• What to produce
Your answer must contain only the lines from the one containing "facade in this photo." through the end of the entries below, reproduced character for character.

• Data supplied

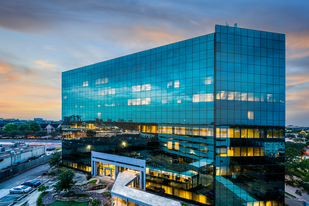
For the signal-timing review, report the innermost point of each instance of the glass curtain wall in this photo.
(156, 105)
(250, 116)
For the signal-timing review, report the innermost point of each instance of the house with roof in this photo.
(47, 127)
(2, 125)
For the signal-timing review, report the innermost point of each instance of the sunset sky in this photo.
(40, 39)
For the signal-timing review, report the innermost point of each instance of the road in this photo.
(6, 199)
(298, 201)
(48, 143)
(29, 175)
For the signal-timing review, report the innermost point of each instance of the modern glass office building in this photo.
(206, 114)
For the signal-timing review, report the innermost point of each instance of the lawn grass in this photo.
(290, 194)
(59, 203)
(92, 181)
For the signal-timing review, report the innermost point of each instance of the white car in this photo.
(20, 189)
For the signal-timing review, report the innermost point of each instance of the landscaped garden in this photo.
(67, 192)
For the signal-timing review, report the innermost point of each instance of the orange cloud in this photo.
(293, 79)
(24, 110)
(155, 35)
(28, 93)
(298, 41)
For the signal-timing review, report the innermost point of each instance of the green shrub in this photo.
(92, 181)
(51, 173)
(39, 200)
(81, 195)
(43, 188)
(96, 202)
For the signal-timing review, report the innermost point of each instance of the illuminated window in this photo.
(196, 98)
(176, 84)
(169, 145)
(237, 96)
(244, 133)
(231, 133)
(111, 91)
(231, 96)
(203, 97)
(169, 84)
(250, 115)
(223, 95)
(208, 80)
(269, 98)
(101, 81)
(146, 101)
(109, 105)
(250, 97)
(176, 145)
(134, 102)
(146, 87)
(136, 88)
(244, 96)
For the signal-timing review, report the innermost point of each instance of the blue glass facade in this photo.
(207, 114)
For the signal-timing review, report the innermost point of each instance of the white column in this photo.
(94, 168)
(116, 171)
(141, 177)
(144, 179)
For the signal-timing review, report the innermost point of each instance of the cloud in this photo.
(43, 64)
(62, 34)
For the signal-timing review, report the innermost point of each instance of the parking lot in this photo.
(35, 173)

• Answer for the task
For the signal-timing review, report the innermost point of each instance of the blue glass facade in this photo.
(207, 114)
For the signal-timing review, report the innermost point of each instance of the white column in this photo.
(94, 168)
(116, 171)
(141, 177)
(144, 179)
For the signal-timing review, report the innermost point of each instance of the cloud in this photo.
(43, 64)
(62, 34)
For the signal-timing review, report the innermost point of each instance of the parking lot in this photo.
(35, 173)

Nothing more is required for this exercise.